───── Passage to read
Decided on June 18, 2020
Richter, J.P., Manzanet-Daniels, Singh, Moulton, JJ.
11250 156827/18

[*1] Stewart Family LLC, Plaintiff-Appellant-Respondent,

v

Barbara Stewart, Defendant-Respondent-Appellant.



Barbara Stewart, Third-Party Plaintiff-Respondent-Appellant,

v

William P. Stewart, Jr., Third-Party Defendant-Respondent.



Thompson Hine LLP, New York (Richard A. De Palma of counsel), for appellants-respondents.

Marcus & Cinelli, LLP, Williamville (David Marcus of counsel), for respondent-appellant.



Order, Supreme Court, New York County (Alan C. Marin, J.), entered on or about August 16, 2019, which denied plaintiff's summary judgment motion and defendant's cross motion for summary judgment, ordered the paintings at issue to be delivered to defendant's residence, denied defendant's motion for fees and expenses pursuant to CPLR 7108, and granted third-party defendant's motion to dismiss the third-party complaint pursuant to CPLR 3211, unanimously modified, on the law, to grant plaintiff's application to keep the paintings at issue in storage at plaintiff's expense pending resolution of this action, and otherwise affirmed, without costs.
──────────
> _Required work_
[1] Swap "paintings" for "artworks" in the appellate decision's part that opens with the words containing "Marcus & Cinelli, LLP, Williamville" and closes with "affirmed, without costs.", then give that part again.
[2] In the appellate decision, which firm and attorney appeared for the respondent-appellant?
[3] Summarize the appellate decision in two sentences.
───── Provided information
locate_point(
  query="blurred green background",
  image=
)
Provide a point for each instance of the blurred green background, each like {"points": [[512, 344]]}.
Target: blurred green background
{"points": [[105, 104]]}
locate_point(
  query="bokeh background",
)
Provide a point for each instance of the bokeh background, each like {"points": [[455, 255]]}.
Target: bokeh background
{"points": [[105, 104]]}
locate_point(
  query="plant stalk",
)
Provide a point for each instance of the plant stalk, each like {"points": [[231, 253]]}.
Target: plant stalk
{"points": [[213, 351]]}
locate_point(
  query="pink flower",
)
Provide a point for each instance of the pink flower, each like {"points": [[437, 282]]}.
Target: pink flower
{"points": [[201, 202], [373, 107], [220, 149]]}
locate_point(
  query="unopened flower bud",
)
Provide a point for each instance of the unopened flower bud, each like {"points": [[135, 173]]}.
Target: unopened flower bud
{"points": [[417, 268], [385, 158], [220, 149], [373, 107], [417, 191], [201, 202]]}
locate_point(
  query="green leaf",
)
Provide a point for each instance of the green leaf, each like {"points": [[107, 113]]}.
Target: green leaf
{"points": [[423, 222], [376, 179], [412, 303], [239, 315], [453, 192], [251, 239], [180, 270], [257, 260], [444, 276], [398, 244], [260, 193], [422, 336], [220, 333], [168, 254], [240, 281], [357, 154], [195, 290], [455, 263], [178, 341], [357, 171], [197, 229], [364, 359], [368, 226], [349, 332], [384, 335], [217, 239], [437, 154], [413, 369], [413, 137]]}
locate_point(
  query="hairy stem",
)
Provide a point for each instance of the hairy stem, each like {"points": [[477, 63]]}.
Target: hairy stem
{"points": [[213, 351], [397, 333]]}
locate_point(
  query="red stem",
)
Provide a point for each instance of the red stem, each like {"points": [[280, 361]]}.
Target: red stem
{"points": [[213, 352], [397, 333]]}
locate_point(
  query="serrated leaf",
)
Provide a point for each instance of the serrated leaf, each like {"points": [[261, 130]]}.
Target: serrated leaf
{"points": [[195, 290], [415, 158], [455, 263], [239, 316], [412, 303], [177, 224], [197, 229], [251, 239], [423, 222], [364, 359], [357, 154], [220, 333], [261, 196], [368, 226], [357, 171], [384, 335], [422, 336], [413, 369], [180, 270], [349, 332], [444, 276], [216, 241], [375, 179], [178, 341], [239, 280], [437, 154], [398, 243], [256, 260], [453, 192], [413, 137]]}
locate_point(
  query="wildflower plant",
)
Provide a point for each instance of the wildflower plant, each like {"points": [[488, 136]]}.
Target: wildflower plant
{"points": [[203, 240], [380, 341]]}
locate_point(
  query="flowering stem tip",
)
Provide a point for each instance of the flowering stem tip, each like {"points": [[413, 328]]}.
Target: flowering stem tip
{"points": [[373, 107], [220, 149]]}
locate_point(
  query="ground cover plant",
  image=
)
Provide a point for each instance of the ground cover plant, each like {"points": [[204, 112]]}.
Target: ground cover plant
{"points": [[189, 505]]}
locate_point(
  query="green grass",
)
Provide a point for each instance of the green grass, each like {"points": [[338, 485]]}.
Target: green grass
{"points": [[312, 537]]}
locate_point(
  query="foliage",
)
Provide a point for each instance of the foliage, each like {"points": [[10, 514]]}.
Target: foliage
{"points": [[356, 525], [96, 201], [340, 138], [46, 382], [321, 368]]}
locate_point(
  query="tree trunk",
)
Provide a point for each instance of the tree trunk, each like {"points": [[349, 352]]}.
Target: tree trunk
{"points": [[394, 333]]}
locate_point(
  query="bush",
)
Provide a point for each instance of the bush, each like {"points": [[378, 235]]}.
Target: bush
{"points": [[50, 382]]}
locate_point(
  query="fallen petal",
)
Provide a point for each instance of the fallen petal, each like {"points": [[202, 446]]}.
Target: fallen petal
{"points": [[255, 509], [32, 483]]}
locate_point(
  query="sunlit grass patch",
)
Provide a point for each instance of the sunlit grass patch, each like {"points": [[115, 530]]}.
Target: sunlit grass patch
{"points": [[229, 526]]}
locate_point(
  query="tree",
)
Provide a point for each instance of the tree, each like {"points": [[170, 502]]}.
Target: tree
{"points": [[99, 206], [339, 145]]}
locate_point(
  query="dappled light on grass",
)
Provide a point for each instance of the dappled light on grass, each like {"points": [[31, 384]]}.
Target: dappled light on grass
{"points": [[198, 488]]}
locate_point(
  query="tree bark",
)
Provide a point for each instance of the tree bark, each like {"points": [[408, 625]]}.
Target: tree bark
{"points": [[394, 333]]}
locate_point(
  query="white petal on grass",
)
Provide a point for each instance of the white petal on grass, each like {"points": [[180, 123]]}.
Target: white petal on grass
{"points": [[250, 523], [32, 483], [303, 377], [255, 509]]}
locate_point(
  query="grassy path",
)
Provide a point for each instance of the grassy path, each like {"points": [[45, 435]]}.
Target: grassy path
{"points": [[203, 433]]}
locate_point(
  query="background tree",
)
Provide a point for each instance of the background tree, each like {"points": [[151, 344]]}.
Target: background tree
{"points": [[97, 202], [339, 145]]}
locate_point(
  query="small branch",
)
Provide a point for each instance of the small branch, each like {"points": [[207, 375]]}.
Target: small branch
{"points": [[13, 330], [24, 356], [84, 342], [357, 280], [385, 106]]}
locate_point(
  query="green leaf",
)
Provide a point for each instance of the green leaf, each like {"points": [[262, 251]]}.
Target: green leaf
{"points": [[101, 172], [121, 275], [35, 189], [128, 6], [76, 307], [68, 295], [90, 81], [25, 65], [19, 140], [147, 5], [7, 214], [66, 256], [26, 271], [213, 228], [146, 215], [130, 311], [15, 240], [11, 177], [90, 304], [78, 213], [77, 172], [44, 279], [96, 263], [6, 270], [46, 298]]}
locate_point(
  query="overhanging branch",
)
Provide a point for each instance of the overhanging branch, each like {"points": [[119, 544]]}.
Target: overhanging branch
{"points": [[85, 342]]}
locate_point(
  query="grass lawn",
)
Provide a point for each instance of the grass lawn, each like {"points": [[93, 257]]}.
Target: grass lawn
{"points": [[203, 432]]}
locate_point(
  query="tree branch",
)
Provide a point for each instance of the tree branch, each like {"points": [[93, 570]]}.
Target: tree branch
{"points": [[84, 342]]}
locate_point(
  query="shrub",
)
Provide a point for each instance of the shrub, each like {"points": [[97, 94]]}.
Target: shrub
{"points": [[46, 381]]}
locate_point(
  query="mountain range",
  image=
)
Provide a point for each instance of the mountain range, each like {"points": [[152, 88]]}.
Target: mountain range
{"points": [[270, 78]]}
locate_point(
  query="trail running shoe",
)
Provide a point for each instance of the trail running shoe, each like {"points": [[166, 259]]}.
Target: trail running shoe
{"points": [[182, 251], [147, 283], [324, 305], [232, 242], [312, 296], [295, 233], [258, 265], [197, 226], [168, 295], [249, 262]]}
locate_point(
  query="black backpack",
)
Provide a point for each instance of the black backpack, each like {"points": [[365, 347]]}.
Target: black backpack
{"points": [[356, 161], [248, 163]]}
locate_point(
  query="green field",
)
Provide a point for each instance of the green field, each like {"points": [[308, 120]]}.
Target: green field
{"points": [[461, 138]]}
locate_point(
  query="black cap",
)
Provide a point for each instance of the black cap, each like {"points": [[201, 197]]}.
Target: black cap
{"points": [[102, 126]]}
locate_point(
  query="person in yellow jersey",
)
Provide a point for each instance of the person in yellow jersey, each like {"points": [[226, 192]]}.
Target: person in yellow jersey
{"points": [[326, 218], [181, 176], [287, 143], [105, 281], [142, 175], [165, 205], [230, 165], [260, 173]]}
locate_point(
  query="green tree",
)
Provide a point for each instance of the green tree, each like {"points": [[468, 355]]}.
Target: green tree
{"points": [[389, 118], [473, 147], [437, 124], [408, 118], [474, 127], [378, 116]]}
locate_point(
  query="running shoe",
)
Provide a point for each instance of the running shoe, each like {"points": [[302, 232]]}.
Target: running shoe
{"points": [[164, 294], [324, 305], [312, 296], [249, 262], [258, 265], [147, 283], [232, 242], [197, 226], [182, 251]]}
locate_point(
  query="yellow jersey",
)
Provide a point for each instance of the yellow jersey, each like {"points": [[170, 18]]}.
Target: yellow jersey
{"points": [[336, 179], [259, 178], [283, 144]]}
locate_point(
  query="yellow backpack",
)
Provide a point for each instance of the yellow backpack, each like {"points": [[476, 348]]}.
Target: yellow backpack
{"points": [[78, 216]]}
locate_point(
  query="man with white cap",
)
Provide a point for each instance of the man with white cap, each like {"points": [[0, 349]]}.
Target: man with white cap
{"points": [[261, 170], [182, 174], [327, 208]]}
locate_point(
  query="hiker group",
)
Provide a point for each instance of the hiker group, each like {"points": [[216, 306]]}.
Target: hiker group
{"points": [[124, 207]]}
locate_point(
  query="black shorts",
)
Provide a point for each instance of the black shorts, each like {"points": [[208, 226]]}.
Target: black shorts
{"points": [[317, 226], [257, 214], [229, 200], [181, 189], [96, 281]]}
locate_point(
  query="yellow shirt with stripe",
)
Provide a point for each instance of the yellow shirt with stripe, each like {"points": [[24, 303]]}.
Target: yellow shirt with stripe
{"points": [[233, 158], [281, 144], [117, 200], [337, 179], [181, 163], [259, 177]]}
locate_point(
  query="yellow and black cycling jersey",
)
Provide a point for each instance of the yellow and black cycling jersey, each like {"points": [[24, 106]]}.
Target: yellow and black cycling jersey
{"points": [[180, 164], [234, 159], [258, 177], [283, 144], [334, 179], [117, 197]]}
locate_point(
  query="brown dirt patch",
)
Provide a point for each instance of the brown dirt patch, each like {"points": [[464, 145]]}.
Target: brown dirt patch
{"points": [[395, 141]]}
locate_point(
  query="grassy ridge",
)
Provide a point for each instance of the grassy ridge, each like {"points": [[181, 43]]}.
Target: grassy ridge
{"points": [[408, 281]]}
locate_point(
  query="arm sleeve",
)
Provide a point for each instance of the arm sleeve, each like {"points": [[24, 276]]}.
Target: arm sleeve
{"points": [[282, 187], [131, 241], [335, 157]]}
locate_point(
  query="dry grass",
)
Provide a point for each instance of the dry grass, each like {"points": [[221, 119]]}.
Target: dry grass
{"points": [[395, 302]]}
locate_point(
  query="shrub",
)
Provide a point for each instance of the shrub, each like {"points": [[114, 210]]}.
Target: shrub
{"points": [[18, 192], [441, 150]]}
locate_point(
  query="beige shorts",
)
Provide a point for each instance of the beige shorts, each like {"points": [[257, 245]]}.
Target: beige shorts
──────────
> _Answers by task_
[1]
Marcus & Cinelli, LLP, Williamville (David Marcus of counsel), for respondent-appellant.



Order, Supreme Court, New York County (Alan C. Marin, J.), entered on or about August 16, 2019, which denied plaintiff's summary judgment motion and defendant's cross motion for summary judgment, ordered the artworks at issue to be delivered to defendant's residence, denied defendant's motion for fees and expenses pursuant to CPLR 7108, and granted third-party defendant's motion to dismiss the third-party complaint pursuant to CPLR 3211, unanimously modified, on the law, to grant plaintiff's application to keep the artworks at issue in storage at plaintiff's expense pending resolution of this action, and otherwise affirmed, without costs.

[2] Marcus & Cinelli, LLP, Williamville, with David Marcus of counsel.

[3] The decision, dated June 18, 2020, involves a case brought by Stewart Family LLC against Barbara Stewart, who in turn filed a third-party complaint against William P. Stewart, Jr. The court unanimously modified a Supreme Court, New York County order to grant the plaintiff's application to keep the paintings in storage at its own expense until the action is resolved, and otherwise affirmed that order without costs.